─── Text shown

The party’s turn to Thatcher was entirely predictable; she also dealt with inflation and structural economic problems, and her success in doing so has meant she dominates conceptions of right-wing economic governance. But like Shakespeare’s ghosts, her return should serve as a warning; a warning that the Conservatives may have ask questions a little deeper than ‘Is this person Margaret Thatcher?’ should they want to avoid shuffling off their electoral coil.
This was the first meaningful leadership selection in which Europe was not the central issue since David Cameron won the 2005 leadership contest, almost two decades ago. Now that the issue of Europe has now been decisively dispatched with - at least as the defining political issue of the day - the Conservative Party today is not so certain of either itself or its purpose. Throughout the Brexit negotiations membership of the party was divided into two old, but suddenly more distinctly opposed, camps; Eurosceptic and Europhile. That debate was won by the Eurosceptic wing, and the influence of the progressive Cameronites receded as Boris Johnson became leader and the 2019 election seeing an influx of Red Wall MPs, changing the makeup of the party.
But once the final victory of the Eurosceptic camp was secure, it became clear it wasn’t sure what else it believed in. When electing Johnson, the party had again made the decision that winning the next election was more important than ideological factors. What wasn’t accounted for was the fact that the reliance on the electability of Boris Johnson would mean that there were no ideological factors. A victim of its’ own success under the blonde bombshell, the party has sempt incapable of wielding the vast majority it won at the last election because it has been unsure of what its’ driving mission was beyond getting Brexit done.
Faced with economic challenges and a divided, listless party, reaching for Thatcher makes sense; she is a unifying figure, one that all ideological wings of the party respect. Anthony Seldon, historian and biographer of successive British prime ministers, said the tendency to hark back to Thatcher ‘has always been there but is accentuated at the moment because the party doesn’t know what it is or what it wants.’
Her spectral presence is as inescapable as it is insufferable. Facing union trouble? Just do a Thatcher. Declining home ownership rates? A perilous unravelling of a keystone Thatcher policy. What are zoomers crying out for? A zoomer Thatcher. The big problem with Liz Truss? She didn’t learn from Thatcher. The big problem with Rishi Sunak’s New Year speech? He wasn’t Thatcher.
But this cargo-cult worship of Thatcher betrays an intellectual hinterland that seems barren, inert, stagnant. During the election campaign there was no indication of conservative values held beyond the economic; no mention of tradition, stability, security, community or family, no suggestion that society could be made into more than an aggregate of self-seeking individuals. Other than the buzzwords of ‘freedom’ and ‘opportunity’, the campaign singularly failed to outline a grand conservative vision for the future. Thatcher’s use as a leitmotif reduced the Conservative offering to low tax, high growth and precious little else.
Thatcher faced different problems - the excesses of the post-war settlement -– and, more importantly, different opportunities. The scale and range of the electorate that backed the Tories in 2019 showed a path to power the Conservatives should have seized on. Rather than asking ‘what would Margaret Thatcher do’, we should be asking what an ideologically coherent appeal to these voters looks like.

──────

Written tasks >>
- A) According to the Conservative Party essay, why does reaching for Thatcher make sense for the party at present? Answer in one to three sentences.
- B) Carry the Conservative Party essay forward from its final sentence with a few paragraphs in the same voice.

─── Given entries

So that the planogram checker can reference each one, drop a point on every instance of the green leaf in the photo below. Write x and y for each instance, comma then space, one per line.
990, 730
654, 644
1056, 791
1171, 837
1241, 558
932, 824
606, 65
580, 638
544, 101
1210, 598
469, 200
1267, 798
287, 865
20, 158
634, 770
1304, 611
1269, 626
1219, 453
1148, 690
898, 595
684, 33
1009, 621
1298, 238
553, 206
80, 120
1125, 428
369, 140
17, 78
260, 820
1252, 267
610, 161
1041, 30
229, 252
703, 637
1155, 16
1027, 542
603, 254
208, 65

──────

Exercise responses >>
- A) The party faces economic challenges and is divided and listless, and Thatcher is a unifying figure whom all of its ideological wings respect. Anthony Seldon adds that the tendency to hark back to her is stronger now because the party does not know what it is or what it wants.

- B)
I described the 2019 electorate in detail in The Critic a while back. Broadly speaking;
‘They hold conservative social values when it comes to law and order or matters of state but in economic terms they are both interventionist and redistributive. They are happy with a tax-and-spend agenda, have little appetite for cutting either spending or taxes, and their sense of fairness means they want a government that intervenes to tackle issues like rising inequality and low pay. They don’t see freedom, as Liz Truss did, as the ultimate political virtue. They want an economy that raises the standard of living for everyone and a state that places emphasis on British values, order and stability.’
What is needed is a future conservativism that appeals to those voters, who broadly match up to David Goodhart’s ‘Somewheres.’ But it can’t based on yesterday’s solutions to yesterday’s problems, but today’s answers to today’s problems.
Those problems require a conservativism that recognises that the over-expansion of the welfare state into almost every aspect of citizen’s lives has resulted in a society that has privatised its rights and nationalised its responsibilities. It will need to recognise the terrible outcomes of this overextension in terms of health, social issues, finance and personal responsibility and seek to redress that balance.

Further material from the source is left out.